Vorliegender Text —
------------------------------------------------
3. Die Apps sind nicht barrierefrei, z.B. für Menschen mit (Seh-) behinderung. Die DB hat gesetzlich einen öffentlichen Auftrag. Dieser umfasst sowohl die Personenförderung als auch auch Vergünstigungen allen Personen gleichermaßen zukommen zu lassen (Diskriminierungsverbot). Mit der Einführung der ausschließlich digitalen BC wird aber dieser Auftrag unterlaufen, indem bezahlbare Mobilität nur denjenigen Kundinnen und Kunden gewährt wird, die auch eine digitale BC erwerben.

Technische Probleme und deren Wirkungen

Um die BC vorzeigen zu können, muss diese im App DB Navigator geladen werden. Hierzu ist ein Smartphone erforderlich. Die Probleme des Datenschutzes, insbesondere der im Ausland registrierten Plattformen, sind hinreichend bekannt und diskutiert worden. Man muss davon ausgehen, dass Millionen Daten in unbefugte Hände gelangen. Ungeklärt bleibt auch, was die DB selbst mit dieser Datenflut macht.
------------------------------------------------
Datensatz —

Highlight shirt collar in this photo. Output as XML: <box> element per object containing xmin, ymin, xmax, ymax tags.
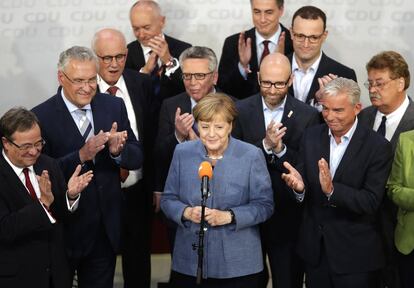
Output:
<box><xmin>2</xmin><ymin>149</ymin><xmax>34</xmax><ymax>176</ymax></box>
<box><xmin>328</xmin><ymin>117</ymin><xmax>358</xmax><ymax>143</ymax></box>
<box><xmin>138</xmin><ymin>34</ymin><xmax>165</xmax><ymax>55</ymax></box>
<box><xmin>261</xmin><ymin>95</ymin><xmax>286</xmax><ymax>112</ymax></box>
<box><xmin>61</xmin><ymin>89</ymin><xmax>92</xmax><ymax>113</ymax></box>
<box><xmin>98</xmin><ymin>75</ymin><xmax>126</xmax><ymax>93</ymax></box>
<box><xmin>292</xmin><ymin>51</ymin><xmax>322</xmax><ymax>72</ymax></box>
<box><xmin>255</xmin><ymin>24</ymin><xmax>282</xmax><ymax>45</ymax></box>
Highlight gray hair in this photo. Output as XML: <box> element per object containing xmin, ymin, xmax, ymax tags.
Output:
<box><xmin>129</xmin><ymin>0</ymin><xmax>162</xmax><ymax>16</ymax></box>
<box><xmin>180</xmin><ymin>46</ymin><xmax>217</xmax><ymax>72</ymax></box>
<box><xmin>58</xmin><ymin>46</ymin><xmax>99</xmax><ymax>71</ymax></box>
<box><xmin>0</xmin><ymin>107</ymin><xmax>40</xmax><ymax>140</ymax></box>
<box><xmin>322</xmin><ymin>77</ymin><xmax>361</xmax><ymax>105</ymax></box>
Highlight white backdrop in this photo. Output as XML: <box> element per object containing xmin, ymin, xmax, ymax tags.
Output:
<box><xmin>0</xmin><ymin>0</ymin><xmax>414</xmax><ymax>114</ymax></box>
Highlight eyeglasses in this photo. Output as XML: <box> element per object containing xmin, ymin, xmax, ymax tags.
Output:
<box><xmin>61</xmin><ymin>70</ymin><xmax>98</xmax><ymax>87</ymax></box>
<box><xmin>259</xmin><ymin>76</ymin><xmax>290</xmax><ymax>89</ymax></box>
<box><xmin>364</xmin><ymin>79</ymin><xmax>395</xmax><ymax>90</ymax></box>
<box><xmin>182</xmin><ymin>72</ymin><xmax>213</xmax><ymax>81</ymax></box>
<box><xmin>98</xmin><ymin>54</ymin><xmax>126</xmax><ymax>64</ymax></box>
<box><xmin>6</xmin><ymin>138</ymin><xmax>46</xmax><ymax>151</ymax></box>
<box><xmin>293</xmin><ymin>32</ymin><xmax>325</xmax><ymax>44</ymax></box>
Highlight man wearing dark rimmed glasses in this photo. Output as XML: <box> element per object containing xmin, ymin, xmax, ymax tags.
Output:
<box><xmin>33</xmin><ymin>46</ymin><xmax>143</xmax><ymax>288</ymax></box>
<box><xmin>233</xmin><ymin>53</ymin><xmax>320</xmax><ymax>288</ymax></box>
<box><xmin>155</xmin><ymin>46</ymin><xmax>225</xmax><ymax>268</ymax></box>
<box><xmin>288</xmin><ymin>6</ymin><xmax>356</xmax><ymax>111</ymax></box>
<box><xmin>358</xmin><ymin>51</ymin><xmax>414</xmax><ymax>288</ymax></box>
<box><xmin>218</xmin><ymin>0</ymin><xmax>293</xmax><ymax>99</ymax></box>
<box><xmin>0</xmin><ymin>107</ymin><xmax>93</xmax><ymax>288</ymax></box>
<box><xmin>92</xmin><ymin>28</ymin><xmax>156</xmax><ymax>288</ymax></box>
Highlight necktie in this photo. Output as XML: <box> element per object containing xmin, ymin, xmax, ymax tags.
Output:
<box><xmin>76</xmin><ymin>109</ymin><xmax>92</xmax><ymax>141</ymax></box>
<box><xmin>149</xmin><ymin>51</ymin><xmax>162</xmax><ymax>95</ymax></box>
<box><xmin>260</xmin><ymin>40</ymin><xmax>270</xmax><ymax>63</ymax></box>
<box><xmin>106</xmin><ymin>86</ymin><xmax>118</xmax><ymax>96</ymax></box>
<box><xmin>23</xmin><ymin>167</ymin><xmax>37</xmax><ymax>200</ymax></box>
<box><xmin>377</xmin><ymin>116</ymin><xmax>387</xmax><ymax>137</ymax></box>
<box><xmin>106</xmin><ymin>86</ymin><xmax>129</xmax><ymax>183</ymax></box>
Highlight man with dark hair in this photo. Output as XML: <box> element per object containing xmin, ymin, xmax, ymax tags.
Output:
<box><xmin>282</xmin><ymin>77</ymin><xmax>392</xmax><ymax>288</ymax></box>
<box><xmin>0</xmin><ymin>108</ymin><xmax>93</xmax><ymax>288</ymax></box>
<box><xmin>233</xmin><ymin>53</ymin><xmax>320</xmax><ymax>288</ymax></box>
<box><xmin>218</xmin><ymin>0</ymin><xmax>293</xmax><ymax>99</ymax></box>
<box><xmin>92</xmin><ymin>28</ymin><xmax>155</xmax><ymax>288</ymax></box>
<box><xmin>359</xmin><ymin>51</ymin><xmax>414</xmax><ymax>288</ymax></box>
<box><xmin>33</xmin><ymin>46</ymin><xmax>143</xmax><ymax>288</ymax></box>
<box><xmin>126</xmin><ymin>0</ymin><xmax>191</xmax><ymax>108</ymax></box>
<box><xmin>289</xmin><ymin>6</ymin><xmax>356</xmax><ymax>110</ymax></box>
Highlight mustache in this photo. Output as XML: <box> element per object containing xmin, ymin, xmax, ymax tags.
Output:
<box><xmin>369</xmin><ymin>93</ymin><xmax>382</xmax><ymax>100</ymax></box>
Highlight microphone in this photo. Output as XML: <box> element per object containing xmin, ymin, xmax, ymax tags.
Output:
<box><xmin>198</xmin><ymin>161</ymin><xmax>213</xmax><ymax>199</ymax></box>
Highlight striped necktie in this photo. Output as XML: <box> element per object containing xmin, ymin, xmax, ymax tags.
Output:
<box><xmin>76</xmin><ymin>109</ymin><xmax>92</xmax><ymax>142</ymax></box>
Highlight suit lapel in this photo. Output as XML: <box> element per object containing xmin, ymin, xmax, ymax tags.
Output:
<box><xmin>0</xmin><ymin>155</ymin><xmax>33</xmax><ymax>204</ymax></box>
<box><xmin>306</xmin><ymin>52</ymin><xmax>329</xmax><ymax>103</ymax></box>
<box><xmin>334</xmin><ymin>123</ymin><xmax>366</xmax><ymax>180</ymax></box>
<box><xmin>123</xmin><ymin>72</ymin><xmax>144</xmax><ymax>140</ymax></box>
<box><xmin>392</xmin><ymin>98</ymin><xmax>414</xmax><ymax>146</ymax></box>
<box><xmin>56</xmin><ymin>88</ymin><xmax>84</xmax><ymax>143</ymax></box>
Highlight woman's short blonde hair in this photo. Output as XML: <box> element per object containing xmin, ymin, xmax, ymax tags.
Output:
<box><xmin>193</xmin><ymin>93</ymin><xmax>237</xmax><ymax>123</ymax></box>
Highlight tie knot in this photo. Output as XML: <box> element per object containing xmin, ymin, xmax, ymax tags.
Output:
<box><xmin>23</xmin><ymin>167</ymin><xmax>29</xmax><ymax>177</ymax></box>
<box><xmin>76</xmin><ymin>109</ymin><xmax>86</xmax><ymax>117</ymax></box>
<box><xmin>106</xmin><ymin>86</ymin><xmax>118</xmax><ymax>95</ymax></box>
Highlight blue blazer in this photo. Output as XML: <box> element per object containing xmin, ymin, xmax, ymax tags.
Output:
<box><xmin>161</xmin><ymin>138</ymin><xmax>273</xmax><ymax>278</ymax></box>
<box><xmin>33</xmin><ymin>88</ymin><xmax>143</xmax><ymax>256</ymax></box>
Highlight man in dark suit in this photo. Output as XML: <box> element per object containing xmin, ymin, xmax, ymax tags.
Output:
<box><xmin>358</xmin><ymin>51</ymin><xmax>414</xmax><ymax>288</ymax></box>
<box><xmin>0</xmin><ymin>108</ymin><xmax>93</xmax><ymax>288</ymax></box>
<box><xmin>92</xmin><ymin>29</ymin><xmax>154</xmax><ymax>288</ymax></box>
<box><xmin>289</xmin><ymin>6</ymin><xmax>356</xmax><ymax>111</ymax></box>
<box><xmin>29</xmin><ymin>46</ymin><xmax>143</xmax><ymax>288</ymax></box>
<box><xmin>154</xmin><ymin>46</ymin><xmax>222</xmax><ymax>260</ymax></box>
<box><xmin>282</xmin><ymin>77</ymin><xmax>392</xmax><ymax>288</ymax></box>
<box><xmin>126</xmin><ymin>0</ymin><xmax>191</xmax><ymax>107</ymax></box>
<box><xmin>233</xmin><ymin>53</ymin><xmax>320</xmax><ymax>288</ymax></box>
<box><xmin>218</xmin><ymin>0</ymin><xmax>293</xmax><ymax>99</ymax></box>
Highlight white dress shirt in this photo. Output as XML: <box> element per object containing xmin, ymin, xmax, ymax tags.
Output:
<box><xmin>98</xmin><ymin>75</ymin><xmax>145</xmax><ymax>188</ymax></box>
<box><xmin>292</xmin><ymin>52</ymin><xmax>322</xmax><ymax>102</ymax></box>
<box><xmin>373</xmin><ymin>95</ymin><xmax>410</xmax><ymax>141</ymax></box>
<box><xmin>238</xmin><ymin>24</ymin><xmax>282</xmax><ymax>80</ymax></box>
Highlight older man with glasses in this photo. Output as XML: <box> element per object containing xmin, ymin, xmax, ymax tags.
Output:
<box><xmin>288</xmin><ymin>6</ymin><xmax>356</xmax><ymax>110</ymax></box>
<box><xmin>92</xmin><ymin>28</ymin><xmax>156</xmax><ymax>288</ymax></box>
<box><xmin>358</xmin><ymin>51</ymin><xmax>414</xmax><ymax>288</ymax></box>
<box><xmin>233</xmin><ymin>53</ymin><xmax>320</xmax><ymax>288</ymax></box>
<box><xmin>33</xmin><ymin>46</ymin><xmax>143</xmax><ymax>288</ymax></box>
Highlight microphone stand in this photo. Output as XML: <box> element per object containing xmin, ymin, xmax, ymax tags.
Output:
<box><xmin>193</xmin><ymin>176</ymin><xmax>210</xmax><ymax>285</ymax></box>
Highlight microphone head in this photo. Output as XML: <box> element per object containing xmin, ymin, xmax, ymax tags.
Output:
<box><xmin>198</xmin><ymin>161</ymin><xmax>213</xmax><ymax>179</ymax></box>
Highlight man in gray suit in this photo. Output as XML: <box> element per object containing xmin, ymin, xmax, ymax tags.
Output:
<box><xmin>358</xmin><ymin>51</ymin><xmax>414</xmax><ymax>288</ymax></box>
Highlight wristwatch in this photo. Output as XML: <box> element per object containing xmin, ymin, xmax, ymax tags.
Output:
<box><xmin>165</xmin><ymin>57</ymin><xmax>178</xmax><ymax>68</ymax></box>
<box><xmin>227</xmin><ymin>209</ymin><xmax>236</xmax><ymax>224</ymax></box>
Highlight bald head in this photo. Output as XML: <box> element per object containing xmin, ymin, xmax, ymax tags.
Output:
<box><xmin>129</xmin><ymin>0</ymin><xmax>165</xmax><ymax>46</ymax></box>
<box><xmin>260</xmin><ymin>53</ymin><xmax>291</xmax><ymax>75</ymax></box>
<box><xmin>92</xmin><ymin>28</ymin><xmax>126</xmax><ymax>55</ymax></box>
<box><xmin>92</xmin><ymin>28</ymin><xmax>128</xmax><ymax>85</ymax></box>
<box><xmin>258</xmin><ymin>53</ymin><xmax>292</xmax><ymax>109</ymax></box>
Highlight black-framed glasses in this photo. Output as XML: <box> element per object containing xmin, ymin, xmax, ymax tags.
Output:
<box><xmin>98</xmin><ymin>54</ymin><xmax>126</xmax><ymax>64</ymax></box>
<box><xmin>182</xmin><ymin>72</ymin><xmax>214</xmax><ymax>81</ymax></box>
<box><xmin>61</xmin><ymin>70</ymin><xmax>98</xmax><ymax>87</ymax></box>
<box><xmin>293</xmin><ymin>31</ymin><xmax>325</xmax><ymax>44</ymax></box>
<box><xmin>259</xmin><ymin>76</ymin><xmax>290</xmax><ymax>89</ymax></box>
<box><xmin>5</xmin><ymin>137</ymin><xmax>46</xmax><ymax>151</ymax></box>
<box><xmin>364</xmin><ymin>78</ymin><xmax>397</xmax><ymax>90</ymax></box>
------------------------------------------------
Aufgaben —
1/ Was ist laut dem Text über die digitale BC nötig, um die BC vorzeigen zu können?
2/ Schreibe den Abschnitt des Textes über die digitale BC neu, der mit den Worten „Technische Probleme und“ beginnt und mit „dieser Datenflut macht.“ endet, und ändere dabei „Smartphone“ in „Mobiltelefon“.

Erwartete Ergebnisse —
1/ Die BC muss in der App DB Navigator geladen werden, und dafür ist ein Smartphone erforderlich.

2/
Technische Probleme und deren Wirkungen

Um die BC vorzeigen zu können, muss diese im App DB Navigator geladen werden. Hierzu ist ein Mobiltelefon erforderlich. Die Probleme des Datenschutzes, insbesondere der im Ausland registrierten Plattformen, sind hinreichend bekannt und diskutiert worden. Man muss davon ausgehen, dass Millionen Daten in unbefugte Hände gelangen. Ungeklärt bleibt auch, was die DB selbst mit dieser Datenflut macht.